*** Opening RECORDED DATA ***
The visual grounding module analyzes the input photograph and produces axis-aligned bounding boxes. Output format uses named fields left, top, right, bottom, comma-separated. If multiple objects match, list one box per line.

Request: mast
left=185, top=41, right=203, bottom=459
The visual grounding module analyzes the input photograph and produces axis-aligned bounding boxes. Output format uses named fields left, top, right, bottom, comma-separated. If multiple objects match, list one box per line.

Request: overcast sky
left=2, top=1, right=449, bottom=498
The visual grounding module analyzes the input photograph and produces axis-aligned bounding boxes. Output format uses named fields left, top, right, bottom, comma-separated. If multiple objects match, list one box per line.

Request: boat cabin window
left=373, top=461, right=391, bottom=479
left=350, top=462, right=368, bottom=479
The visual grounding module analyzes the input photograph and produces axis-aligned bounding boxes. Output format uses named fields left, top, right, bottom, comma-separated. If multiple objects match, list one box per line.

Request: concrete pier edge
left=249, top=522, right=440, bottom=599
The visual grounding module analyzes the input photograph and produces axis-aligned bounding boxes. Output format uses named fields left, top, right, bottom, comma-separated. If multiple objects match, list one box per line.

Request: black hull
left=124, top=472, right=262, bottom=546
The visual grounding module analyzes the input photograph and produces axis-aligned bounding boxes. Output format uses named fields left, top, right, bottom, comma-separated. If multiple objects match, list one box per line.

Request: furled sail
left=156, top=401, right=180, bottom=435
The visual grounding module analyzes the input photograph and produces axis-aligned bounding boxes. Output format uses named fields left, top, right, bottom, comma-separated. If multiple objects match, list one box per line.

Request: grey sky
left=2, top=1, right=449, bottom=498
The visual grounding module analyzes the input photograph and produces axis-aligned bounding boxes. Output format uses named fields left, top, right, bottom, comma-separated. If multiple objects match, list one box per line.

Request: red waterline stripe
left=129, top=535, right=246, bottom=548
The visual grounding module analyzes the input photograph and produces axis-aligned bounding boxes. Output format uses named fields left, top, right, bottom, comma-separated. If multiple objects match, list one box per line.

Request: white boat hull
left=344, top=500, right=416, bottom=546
*** Closing RECORDED DATA ***
Your answer should be the full set of records above, restated exactly.

TASK OUTPUT:
The visual grounding module analyzes the input photograph and produces axis-aligned bounding boxes. Output format uses named fields left, top, right, bottom, comma-separated. If multiple objects match, list one box per line.

Request: mast
left=185, top=41, right=203, bottom=459
The visual grounding module analyzes the input photograph and produces axis-aligned bounding boxes. Output format uses named fields left, top, right, bottom, comma-separated. If multiple objects match, list one box per line.

Request: overcast sky
left=2, top=1, right=449, bottom=498
The visual grounding module analyzes the input photograph and produces axis-aligned bounding boxes. Output format uses named fields left, top, right, bottom, comma-separated. If multiple objects match, list one box per line.

Request: boat cabin window
left=373, top=461, right=391, bottom=479
left=350, top=462, right=368, bottom=479
The visual grounding module analyzes the input photograph and produces axis-aligned bounding boxes. Output format uses named fields left, top, right, bottom, comma-separated. If multiple objects match, list one box per line.

Request: concrete pier edge
left=249, top=522, right=440, bottom=599
The visual grounding module analyzes the input photograph and produces axis-aligned bounding boxes. Output format uses named fields left, top, right, bottom, comma-separated. If multiple objects match, list one box per line.

Request: black hull
left=124, top=472, right=262, bottom=546
The visual grounding module analyzes the input photograph and produces axis-aligned bounding boxes. Output format uses named fields left, top, right, bottom, comma-separated. If multiple objects match, list one box per line.

Request: furled sail
left=156, top=401, right=180, bottom=435
The visual grounding module analyzes the input photograph and produces axis-aligned bounding boxes. Output format uses named fields left, top, right, bottom, comma-separated. If multiple objects match, list one box per line.

Request: grey sky
left=2, top=1, right=449, bottom=498
The visual grounding module analyzes the input photograph and produces axis-aligned bounding boxes. Output format uses named fields left, top, right, bottom, comma-separated. If multiple objects match, list one box per line.

Request: red waterline stripe
left=129, top=535, right=246, bottom=548
The visual grounding module analyzes the input photograph and produces axis-aligned bounding boxes. Output format uses named fields left, top, right, bottom, comma-separated. If multiple objects match, list one box per line.

Request: white boat hull
left=344, top=500, right=416, bottom=546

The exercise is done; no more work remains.